-- begin DATA EXTRACT --

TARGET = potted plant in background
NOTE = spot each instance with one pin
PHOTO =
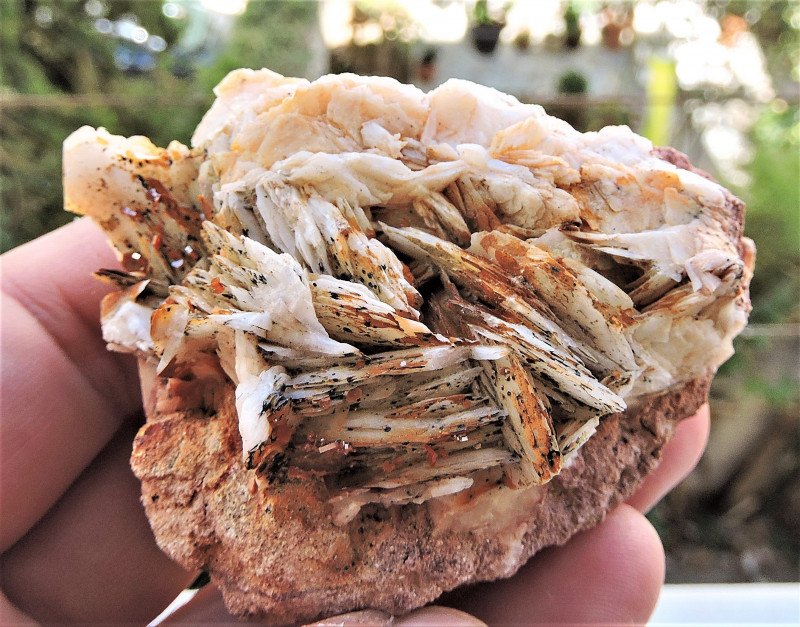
(486, 27)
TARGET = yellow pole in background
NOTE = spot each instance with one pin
(662, 91)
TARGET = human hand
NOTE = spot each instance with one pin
(77, 547)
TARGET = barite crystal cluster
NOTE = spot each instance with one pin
(414, 298)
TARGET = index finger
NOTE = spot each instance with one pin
(64, 395)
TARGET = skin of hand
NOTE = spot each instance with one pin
(77, 548)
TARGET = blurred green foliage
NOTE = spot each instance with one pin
(56, 62)
(773, 215)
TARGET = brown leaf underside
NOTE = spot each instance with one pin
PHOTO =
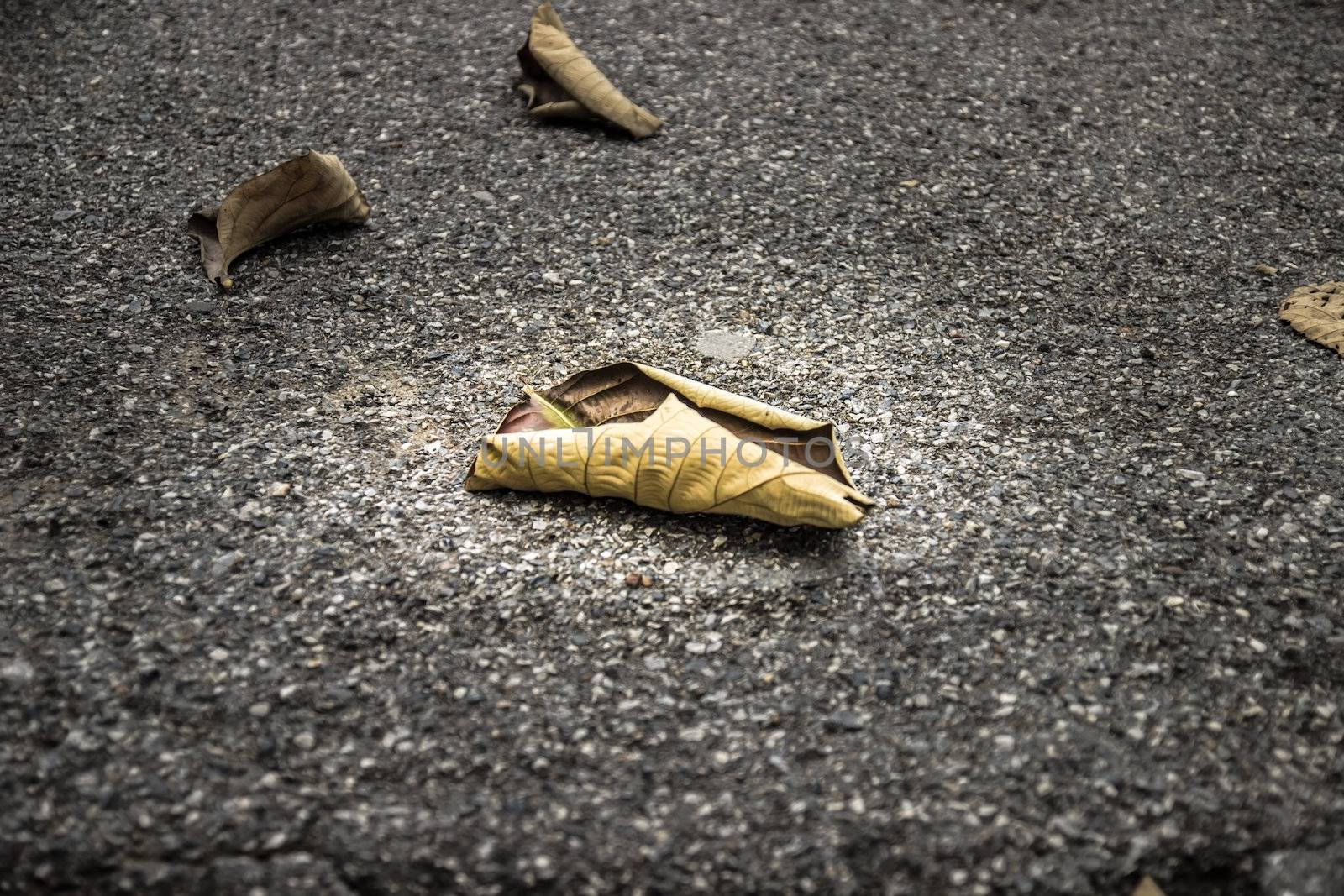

-- end DATA EXTRACT --

Swap every "pin" in the listing above for "marker" and give the listing again with nothing else changed. Leave out the pictures.

TARGET = potted plant in background
NOTE = spot each instance with one marker
PHOTO =
(486, 27)
TARGET = yellow pole in background
NOTE = spot each instance with one marker
(662, 91)
TARGET = human hand
NOTE = spot each instance with one marker
(77, 547)
TARGET = barite crystal cluster
NOTE = spot each instance with one marker
(414, 298)
TARGET = index finger
NOTE = spot each instance with one marker
(64, 395)
TARGET = skin of hand
NOTE = spot each instance with one marker
(77, 548)
TARGET = blurred green foliage
NOTE = spot each instance with one marker
(56, 62)
(773, 215)
TARGET = brown leaf underside
NOTE = spot each instance with one marker
PHOTO =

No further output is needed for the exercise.